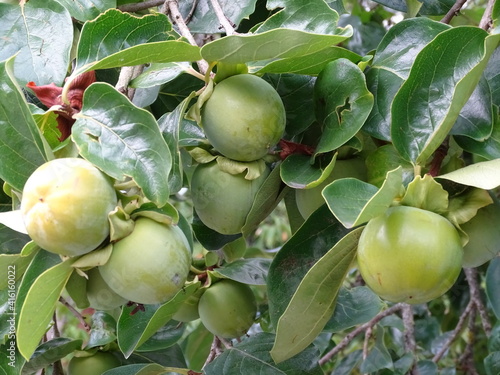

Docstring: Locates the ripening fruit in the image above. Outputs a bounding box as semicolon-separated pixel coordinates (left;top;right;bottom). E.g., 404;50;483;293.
21;158;117;256
295;158;366;219
198;279;257;339
99;217;191;304
201;74;286;161
191;161;270;234
357;206;463;304
68;352;120;375
87;267;128;310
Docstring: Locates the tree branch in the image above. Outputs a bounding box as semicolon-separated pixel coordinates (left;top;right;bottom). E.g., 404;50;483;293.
210;0;235;35
319;303;405;365
117;0;165;12
441;0;467;23
165;0;209;74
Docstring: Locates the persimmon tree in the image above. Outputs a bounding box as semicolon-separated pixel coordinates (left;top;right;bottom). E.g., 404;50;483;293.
0;0;500;375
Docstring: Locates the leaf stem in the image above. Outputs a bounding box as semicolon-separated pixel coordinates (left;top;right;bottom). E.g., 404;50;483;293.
210;0;236;35
319;303;405;365
441;0;467;24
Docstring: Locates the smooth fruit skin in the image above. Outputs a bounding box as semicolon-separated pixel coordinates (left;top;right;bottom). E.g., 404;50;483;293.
87;268;128;310
21;158;117;256
68;352;120;375
295;158;367;219
99;217;191;304
460;200;500;268
191;161;270;234
198;280;257;339
357;206;463;304
201;74;286;161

Exercise details - Please give all the rows above again with "Locates" swapped for "Detects" and everything else left unchanged, omitting the pictures.

Worked answer -
Docstring: Detects the ripening fruit in the image above. Outputs a bounding box as semicolon-separated pixel coordinates (left;top;right;bottom). E.g., 404;50;483;293.
21;158;117;256
295;158;366;219
198;279;257;339
99;217;191;304
201;74;286;161
191;161;270;234
357;206;463;304
68;352;120;375
87;267;128;310
Docstring: Detects the tree branch in the image above. Outputs a bounding box as semicolon-separated pixel coordinates (left;top;right;bottom). E.g., 404;50;483;293.
210;0;235;35
319;303;405;365
117;0;165;12
441;0;467;23
165;0;209;74
Docstring: Detects the persimmon tree in the image above. Outputs a bounding box as semicolon-separated pixel coordinates (left;top;right;bottom). E.g., 404;50;483;293.
0;0;500;375
Docstring: Detects the leaf stem in the image above. Outputs a bounding box as semicolon-separated pixel coordinates (left;top;right;bottom). E.g., 404;50;483;293.
210;0;236;35
319;303;405;365
441;0;467;24
Docstring: Detects the smooth fruit skin in the image above. Outputs a bounding box as semicolon-separated pixel coordinates (left;top;right;bottom). E.g., 404;50;483;293.
87;268;128;310
21;158;117;256
68;352;120;375
295;158;367;219
99;217;191;304
460;200;500;268
191;161;270;234
198;280;257;339
357;206;463;304
201;74;286;161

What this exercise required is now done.